▶ WHAT YOU ARE ASKED TO DO: Leave out pictures; repeat exactly the lines from the "The component shall point out each instance of the distant" line through the last of the data below.

▶ DATA FOR PROCESSING:
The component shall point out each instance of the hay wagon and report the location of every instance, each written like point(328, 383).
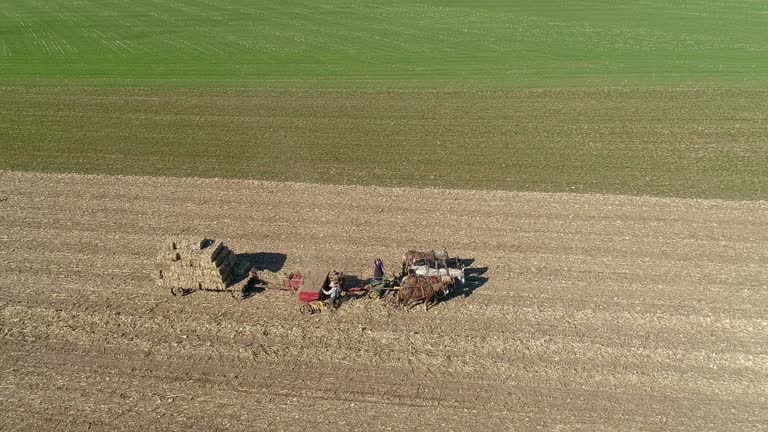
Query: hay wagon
point(183, 266)
point(308, 285)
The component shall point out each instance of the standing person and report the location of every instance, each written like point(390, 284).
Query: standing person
point(333, 292)
point(378, 271)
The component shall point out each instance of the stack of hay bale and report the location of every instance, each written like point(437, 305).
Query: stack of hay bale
point(205, 265)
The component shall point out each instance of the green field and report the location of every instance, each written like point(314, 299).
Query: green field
point(636, 97)
point(393, 44)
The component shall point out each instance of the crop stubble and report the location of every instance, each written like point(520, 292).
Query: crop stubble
point(599, 312)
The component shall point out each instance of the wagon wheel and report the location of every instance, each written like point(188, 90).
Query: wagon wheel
point(178, 292)
point(237, 294)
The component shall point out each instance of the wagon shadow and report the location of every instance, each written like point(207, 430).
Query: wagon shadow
point(474, 279)
point(259, 261)
point(270, 261)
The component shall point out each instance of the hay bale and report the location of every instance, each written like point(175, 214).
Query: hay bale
point(206, 264)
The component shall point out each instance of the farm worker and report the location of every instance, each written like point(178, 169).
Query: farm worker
point(378, 271)
point(333, 293)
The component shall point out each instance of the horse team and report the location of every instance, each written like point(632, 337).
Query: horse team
point(427, 277)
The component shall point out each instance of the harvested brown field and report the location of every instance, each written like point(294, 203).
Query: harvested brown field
point(584, 312)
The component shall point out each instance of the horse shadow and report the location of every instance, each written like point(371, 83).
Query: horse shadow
point(259, 261)
point(473, 279)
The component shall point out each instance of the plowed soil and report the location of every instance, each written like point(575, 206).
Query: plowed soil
point(581, 312)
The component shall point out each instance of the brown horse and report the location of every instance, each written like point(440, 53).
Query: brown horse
point(415, 289)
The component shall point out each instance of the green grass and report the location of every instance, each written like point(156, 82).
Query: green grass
point(690, 143)
point(639, 97)
point(367, 44)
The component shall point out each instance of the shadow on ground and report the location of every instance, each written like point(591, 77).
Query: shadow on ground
point(474, 279)
point(259, 261)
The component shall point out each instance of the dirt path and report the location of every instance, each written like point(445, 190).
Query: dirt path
point(583, 312)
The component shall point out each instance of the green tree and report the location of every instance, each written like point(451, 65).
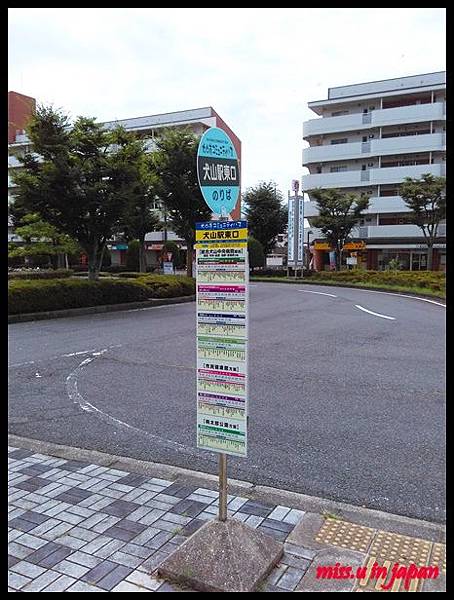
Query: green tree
point(256, 254)
point(339, 212)
point(426, 197)
point(141, 217)
point(266, 216)
point(41, 239)
point(82, 180)
point(175, 162)
point(132, 255)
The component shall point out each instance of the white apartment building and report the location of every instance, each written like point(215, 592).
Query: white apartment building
point(368, 138)
point(198, 120)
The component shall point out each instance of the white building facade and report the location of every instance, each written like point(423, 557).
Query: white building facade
point(369, 138)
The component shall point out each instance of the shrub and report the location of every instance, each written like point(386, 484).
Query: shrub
point(57, 274)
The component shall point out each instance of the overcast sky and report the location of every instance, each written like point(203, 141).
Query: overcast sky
point(257, 68)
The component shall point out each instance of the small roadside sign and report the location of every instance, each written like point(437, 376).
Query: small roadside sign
point(218, 171)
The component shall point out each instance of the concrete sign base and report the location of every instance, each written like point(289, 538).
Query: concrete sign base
point(224, 556)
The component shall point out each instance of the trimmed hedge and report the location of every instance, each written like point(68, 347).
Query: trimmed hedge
point(56, 274)
point(39, 296)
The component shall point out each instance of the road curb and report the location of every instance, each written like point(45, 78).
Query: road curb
point(434, 532)
point(371, 288)
point(92, 310)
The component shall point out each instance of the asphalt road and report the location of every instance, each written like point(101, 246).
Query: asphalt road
point(344, 404)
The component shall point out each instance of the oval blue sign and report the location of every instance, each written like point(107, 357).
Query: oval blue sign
point(218, 171)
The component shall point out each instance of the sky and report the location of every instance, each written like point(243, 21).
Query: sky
point(257, 67)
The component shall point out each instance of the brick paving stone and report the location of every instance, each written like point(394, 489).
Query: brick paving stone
point(72, 542)
point(38, 584)
point(153, 562)
point(189, 508)
point(94, 520)
point(61, 584)
point(279, 512)
point(74, 495)
point(178, 519)
point(12, 560)
point(280, 536)
point(290, 579)
point(144, 580)
point(70, 518)
point(167, 499)
point(152, 516)
point(146, 536)
point(279, 525)
point(192, 527)
point(32, 484)
point(73, 465)
point(132, 479)
point(86, 560)
point(180, 490)
point(125, 586)
point(158, 540)
point(252, 507)
point(139, 513)
point(17, 581)
point(97, 544)
point(55, 557)
point(81, 586)
point(158, 504)
point(136, 550)
point(276, 574)
point(35, 470)
point(106, 523)
point(83, 534)
point(72, 569)
point(14, 534)
point(101, 570)
point(57, 531)
point(254, 521)
point(111, 547)
point(300, 551)
point(18, 550)
point(120, 508)
point(125, 530)
point(126, 559)
point(28, 569)
point(114, 577)
point(293, 516)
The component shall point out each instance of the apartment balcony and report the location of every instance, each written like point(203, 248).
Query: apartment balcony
point(431, 142)
point(415, 113)
point(369, 177)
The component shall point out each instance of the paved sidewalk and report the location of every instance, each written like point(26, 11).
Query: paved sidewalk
point(77, 526)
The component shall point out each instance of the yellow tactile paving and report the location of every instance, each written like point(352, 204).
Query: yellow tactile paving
point(383, 549)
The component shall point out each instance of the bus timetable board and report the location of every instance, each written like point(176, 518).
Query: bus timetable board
point(222, 279)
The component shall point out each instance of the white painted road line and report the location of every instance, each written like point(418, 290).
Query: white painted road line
point(321, 293)
point(375, 314)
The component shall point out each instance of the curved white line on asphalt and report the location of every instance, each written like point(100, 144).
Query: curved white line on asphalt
point(77, 398)
point(375, 314)
point(321, 293)
point(401, 295)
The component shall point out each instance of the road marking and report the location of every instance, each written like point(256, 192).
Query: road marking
point(321, 293)
point(375, 314)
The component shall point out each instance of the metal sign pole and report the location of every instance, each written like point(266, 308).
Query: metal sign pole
point(222, 487)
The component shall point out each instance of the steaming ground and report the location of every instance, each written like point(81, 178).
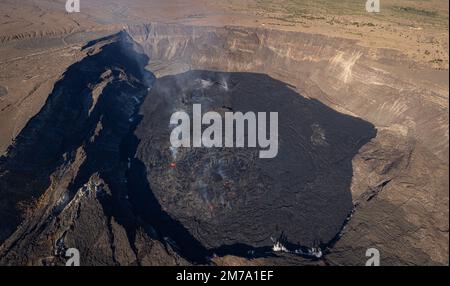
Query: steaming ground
point(335, 55)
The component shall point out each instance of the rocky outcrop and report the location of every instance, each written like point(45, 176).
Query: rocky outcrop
point(363, 159)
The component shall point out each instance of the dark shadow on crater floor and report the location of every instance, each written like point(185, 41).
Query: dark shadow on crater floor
point(227, 197)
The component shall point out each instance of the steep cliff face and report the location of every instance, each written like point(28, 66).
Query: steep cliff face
point(359, 165)
point(63, 181)
point(400, 176)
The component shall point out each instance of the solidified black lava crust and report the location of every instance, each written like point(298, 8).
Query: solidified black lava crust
point(229, 196)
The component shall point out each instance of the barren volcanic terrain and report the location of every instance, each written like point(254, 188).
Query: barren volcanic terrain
point(85, 106)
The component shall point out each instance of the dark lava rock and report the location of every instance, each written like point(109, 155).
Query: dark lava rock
point(229, 198)
point(3, 91)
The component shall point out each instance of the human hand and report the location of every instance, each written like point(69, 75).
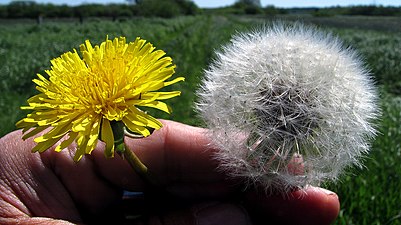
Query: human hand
point(50, 188)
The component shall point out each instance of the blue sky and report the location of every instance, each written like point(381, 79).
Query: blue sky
point(218, 3)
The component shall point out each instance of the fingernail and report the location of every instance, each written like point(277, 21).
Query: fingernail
point(222, 214)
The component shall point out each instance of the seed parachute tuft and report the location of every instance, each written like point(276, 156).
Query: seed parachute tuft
point(287, 106)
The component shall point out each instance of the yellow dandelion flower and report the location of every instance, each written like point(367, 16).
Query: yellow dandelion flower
point(83, 98)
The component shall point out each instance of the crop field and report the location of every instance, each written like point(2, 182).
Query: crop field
point(370, 195)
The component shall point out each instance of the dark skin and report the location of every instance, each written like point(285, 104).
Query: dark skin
point(49, 188)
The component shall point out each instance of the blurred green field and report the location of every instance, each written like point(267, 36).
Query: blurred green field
point(369, 196)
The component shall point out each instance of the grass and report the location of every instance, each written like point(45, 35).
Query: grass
point(368, 196)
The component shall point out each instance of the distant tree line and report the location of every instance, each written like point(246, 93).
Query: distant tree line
point(159, 8)
point(172, 8)
point(369, 10)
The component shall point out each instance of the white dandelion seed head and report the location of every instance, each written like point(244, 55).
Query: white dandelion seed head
point(288, 106)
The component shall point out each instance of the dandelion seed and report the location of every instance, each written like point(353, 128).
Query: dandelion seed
point(288, 106)
point(96, 96)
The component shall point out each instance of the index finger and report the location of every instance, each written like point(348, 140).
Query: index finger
point(177, 154)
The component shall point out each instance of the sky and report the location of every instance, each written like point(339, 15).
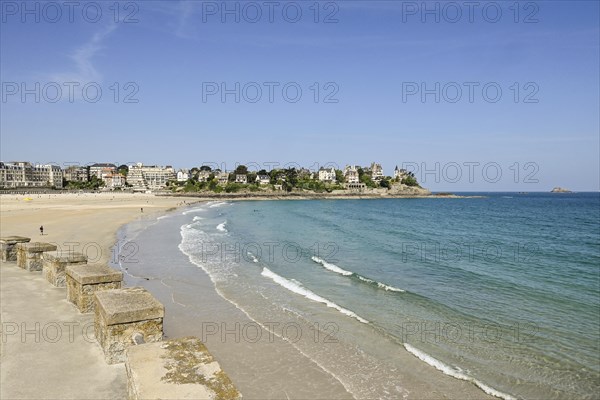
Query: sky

▶ WRITTEN RESPONSE:
The component shall point out each instance of the distant tree line and report the location of every instance, each written like point(246, 93).
Query: distant tree line
point(159, 8)
point(172, 8)
point(369, 10)
The component shall point out each instance of the white dandelion seed head and report the location of every instance, each written like point(244, 55).
Query: white dandelion seed head
point(288, 106)
The component shall point out each instance of the dandelion seed and report the location of every instance, each written like point(353, 128).
Query: dandelion seed
point(288, 106)
point(96, 96)
The component shall point out each instance of the index finger and report the location of every instance, each written like point(348, 140).
Query: index finger
point(177, 154)
The component shall point out each instance of the sky and report the location of every instance, each written like point(339, 15).
Query: sky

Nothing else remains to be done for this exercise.